Format every line of the items below as a single numbered list, omitting any blank lines.

— Start Data to process —

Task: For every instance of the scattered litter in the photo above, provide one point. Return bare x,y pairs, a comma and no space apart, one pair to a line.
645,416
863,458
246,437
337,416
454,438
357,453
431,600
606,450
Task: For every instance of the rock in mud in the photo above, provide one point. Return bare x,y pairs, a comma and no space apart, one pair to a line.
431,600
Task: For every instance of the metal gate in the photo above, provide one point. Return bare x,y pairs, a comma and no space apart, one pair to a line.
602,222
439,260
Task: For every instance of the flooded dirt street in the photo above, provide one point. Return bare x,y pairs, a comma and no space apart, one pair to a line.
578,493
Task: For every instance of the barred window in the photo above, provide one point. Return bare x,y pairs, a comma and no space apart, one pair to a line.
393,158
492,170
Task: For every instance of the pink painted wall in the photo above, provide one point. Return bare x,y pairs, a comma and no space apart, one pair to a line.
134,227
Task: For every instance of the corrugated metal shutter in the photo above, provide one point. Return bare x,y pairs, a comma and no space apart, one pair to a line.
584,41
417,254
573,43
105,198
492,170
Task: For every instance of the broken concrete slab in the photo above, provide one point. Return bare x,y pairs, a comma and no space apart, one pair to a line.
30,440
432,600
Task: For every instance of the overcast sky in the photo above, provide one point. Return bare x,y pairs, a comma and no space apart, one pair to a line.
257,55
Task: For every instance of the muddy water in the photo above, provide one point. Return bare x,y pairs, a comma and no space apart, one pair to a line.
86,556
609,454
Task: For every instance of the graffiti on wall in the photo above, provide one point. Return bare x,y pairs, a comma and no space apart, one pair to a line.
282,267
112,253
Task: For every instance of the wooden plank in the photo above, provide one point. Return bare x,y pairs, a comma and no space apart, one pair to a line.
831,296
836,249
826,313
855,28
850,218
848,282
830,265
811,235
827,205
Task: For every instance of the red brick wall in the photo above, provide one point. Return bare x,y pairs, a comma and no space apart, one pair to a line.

— End Data to process —

Output for this task —
1. Task: For every instance of the scattered litter in the photo above, provide one point. Return bare x,y pairs, a comma and no space apart, one pair to a line.
2. 645,416
3. 863,458
4. 246,437
5. 337,416
6. 454,438
7. 357,453
8. 431,600
9. 606,450
10. Task: For every instance of the rock in mud in the photo above, provide one point. Return bare x,y pairs, a comma and no space apart, one pair to a line.
11. 431,600
12. Task: For every instance of the metal gate in the photo above, provide one point. Return bare x,y pairs, a comma and no space apart, one pair to a line.
13. 602,222
14. 439,260
15. Task: For every instance of the flooded dirt street in the photo above, provide one point. Return bare x,y pairs, a comma and no space apart, one pair to a line.
16. 578,493
17. Task: For every instance of the barred window in the photo above, provide one point. Return bare x,y pairs, a comma and no space apart, one pair to a line.
18. 393,158
19. 492,170
20. Task: For every instance of the pink painted wall in the photo above, provide one point. Return bare x,y pairs, a comma and no space apart, one pair to a line.
21. 134,227
22. Task: For every instance of the corrugated metal shutter in the photo above, provide one point. Return bare x,y pairs, a comma and no space apart, one pair to a line.
23. 584,41
24. 417,254
25. 573,43
26. 105,198
27. 492,170
28. Task: For every instance of the broken concrete slab in the photo above, provide one point. Return bare x,y pairs, a comma and no space apart, one pair to a line.
29. 30,440
30. 432,600
31. Task: For every instance of the overcast sky in the photo above, provide one point. Return bare x,y pairs, a comma and no space apart, one pair to a line.
32. 257,55
33. Task: For every instance of the muddy water in the photo above, provide one point. Return bare x,y pairs, a comma and no space apart, one pair to a line.
34. 86,556
35. 609,454
36. Task: For every instance of the graffiti on wall in the photo above, provide one point. Return bare x,y pairs, a comma and no space apart, one pair to a line.
37. 282,267
38. 112,253
39. Task: For every instance of the wooden plank in the photo above, provide one point. Return bare x,y pairs, a comma and no space apart, one pair to a line.
40. 831,296
41. 836,249
42. 826,313
43. 855,28
44. 850,218
45. 848,282
46. 830,265
47. 811,235
48. 827,205
49. Task: For every instance of the red brick wall in the photo above, provide one point. Return bare x,y pairs, a comma and no space apart, one pair to a line.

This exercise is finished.